TASK GOAL: Every line in the records below that holds "blue" must be identified and copied.

EXTRACTED RECORDS:
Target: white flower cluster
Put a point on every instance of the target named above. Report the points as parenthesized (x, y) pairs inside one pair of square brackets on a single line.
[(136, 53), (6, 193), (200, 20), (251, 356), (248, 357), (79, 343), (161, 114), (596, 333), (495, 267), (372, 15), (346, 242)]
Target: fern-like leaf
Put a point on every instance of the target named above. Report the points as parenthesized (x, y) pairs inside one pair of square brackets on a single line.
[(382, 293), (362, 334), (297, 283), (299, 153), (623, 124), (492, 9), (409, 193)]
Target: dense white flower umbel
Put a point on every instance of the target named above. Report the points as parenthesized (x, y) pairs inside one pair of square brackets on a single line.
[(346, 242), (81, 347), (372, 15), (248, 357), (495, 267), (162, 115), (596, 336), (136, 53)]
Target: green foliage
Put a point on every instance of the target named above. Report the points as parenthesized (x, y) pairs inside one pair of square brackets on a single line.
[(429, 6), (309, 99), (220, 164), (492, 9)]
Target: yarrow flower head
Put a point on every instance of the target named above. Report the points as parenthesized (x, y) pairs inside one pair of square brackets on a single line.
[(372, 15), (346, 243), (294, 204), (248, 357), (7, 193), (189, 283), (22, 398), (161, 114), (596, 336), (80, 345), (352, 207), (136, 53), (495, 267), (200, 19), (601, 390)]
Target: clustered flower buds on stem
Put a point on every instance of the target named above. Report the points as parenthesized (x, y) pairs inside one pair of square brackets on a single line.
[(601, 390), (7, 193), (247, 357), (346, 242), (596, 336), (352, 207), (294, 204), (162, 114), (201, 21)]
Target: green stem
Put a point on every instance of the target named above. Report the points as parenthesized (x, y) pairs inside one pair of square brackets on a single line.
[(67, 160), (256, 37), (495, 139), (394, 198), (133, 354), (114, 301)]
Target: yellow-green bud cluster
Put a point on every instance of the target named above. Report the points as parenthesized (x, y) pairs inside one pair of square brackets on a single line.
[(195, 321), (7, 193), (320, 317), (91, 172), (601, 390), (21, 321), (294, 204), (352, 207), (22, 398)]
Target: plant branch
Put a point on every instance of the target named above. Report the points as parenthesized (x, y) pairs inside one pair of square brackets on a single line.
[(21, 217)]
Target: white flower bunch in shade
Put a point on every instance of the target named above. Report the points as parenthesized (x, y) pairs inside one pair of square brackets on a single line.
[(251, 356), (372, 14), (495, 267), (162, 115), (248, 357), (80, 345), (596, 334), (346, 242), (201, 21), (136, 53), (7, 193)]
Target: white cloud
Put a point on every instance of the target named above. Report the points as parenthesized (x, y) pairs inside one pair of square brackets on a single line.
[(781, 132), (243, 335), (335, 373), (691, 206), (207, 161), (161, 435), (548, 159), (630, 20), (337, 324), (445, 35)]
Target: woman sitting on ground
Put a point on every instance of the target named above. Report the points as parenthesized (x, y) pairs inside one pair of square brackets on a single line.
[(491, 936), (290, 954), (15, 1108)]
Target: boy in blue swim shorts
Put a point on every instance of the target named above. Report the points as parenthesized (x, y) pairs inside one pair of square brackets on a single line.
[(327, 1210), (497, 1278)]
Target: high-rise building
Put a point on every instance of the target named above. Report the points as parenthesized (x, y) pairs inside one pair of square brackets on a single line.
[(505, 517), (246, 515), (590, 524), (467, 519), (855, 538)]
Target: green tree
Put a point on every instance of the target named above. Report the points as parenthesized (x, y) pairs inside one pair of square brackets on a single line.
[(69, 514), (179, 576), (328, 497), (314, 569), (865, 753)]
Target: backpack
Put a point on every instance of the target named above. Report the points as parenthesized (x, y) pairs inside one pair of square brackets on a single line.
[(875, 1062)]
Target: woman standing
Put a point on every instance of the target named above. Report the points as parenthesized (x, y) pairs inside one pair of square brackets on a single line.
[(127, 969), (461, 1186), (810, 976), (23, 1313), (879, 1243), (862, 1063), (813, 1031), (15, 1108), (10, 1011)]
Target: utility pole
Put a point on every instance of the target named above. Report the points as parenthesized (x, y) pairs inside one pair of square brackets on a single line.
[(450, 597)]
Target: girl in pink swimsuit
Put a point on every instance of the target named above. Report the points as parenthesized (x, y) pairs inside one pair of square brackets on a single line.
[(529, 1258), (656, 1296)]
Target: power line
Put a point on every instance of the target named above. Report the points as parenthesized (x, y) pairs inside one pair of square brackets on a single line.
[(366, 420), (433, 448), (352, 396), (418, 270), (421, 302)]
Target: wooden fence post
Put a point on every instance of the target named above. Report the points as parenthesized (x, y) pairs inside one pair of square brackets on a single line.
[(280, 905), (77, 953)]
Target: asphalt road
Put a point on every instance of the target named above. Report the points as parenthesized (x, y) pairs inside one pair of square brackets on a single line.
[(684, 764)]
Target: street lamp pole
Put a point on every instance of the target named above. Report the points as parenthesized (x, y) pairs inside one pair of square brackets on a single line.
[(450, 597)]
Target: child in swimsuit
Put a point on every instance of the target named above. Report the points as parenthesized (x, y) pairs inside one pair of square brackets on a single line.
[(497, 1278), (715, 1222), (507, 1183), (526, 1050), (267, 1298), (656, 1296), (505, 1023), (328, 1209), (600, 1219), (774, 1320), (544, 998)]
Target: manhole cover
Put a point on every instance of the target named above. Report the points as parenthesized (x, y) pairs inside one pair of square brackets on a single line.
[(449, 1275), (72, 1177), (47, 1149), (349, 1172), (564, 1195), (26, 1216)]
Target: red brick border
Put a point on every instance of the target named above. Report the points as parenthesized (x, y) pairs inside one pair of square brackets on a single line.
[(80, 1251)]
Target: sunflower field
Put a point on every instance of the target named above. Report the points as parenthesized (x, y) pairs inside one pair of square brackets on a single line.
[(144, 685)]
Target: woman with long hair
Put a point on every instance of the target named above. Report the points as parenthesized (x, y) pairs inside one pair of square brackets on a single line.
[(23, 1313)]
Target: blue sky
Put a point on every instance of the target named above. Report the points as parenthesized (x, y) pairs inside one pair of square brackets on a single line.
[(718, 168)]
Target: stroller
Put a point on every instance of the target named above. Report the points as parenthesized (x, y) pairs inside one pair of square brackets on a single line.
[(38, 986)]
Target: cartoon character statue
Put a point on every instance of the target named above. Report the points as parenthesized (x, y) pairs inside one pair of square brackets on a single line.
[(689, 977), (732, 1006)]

ANSWER TO THE EXERCISE:
Target: boy in blue swim shorts
Target: blue sky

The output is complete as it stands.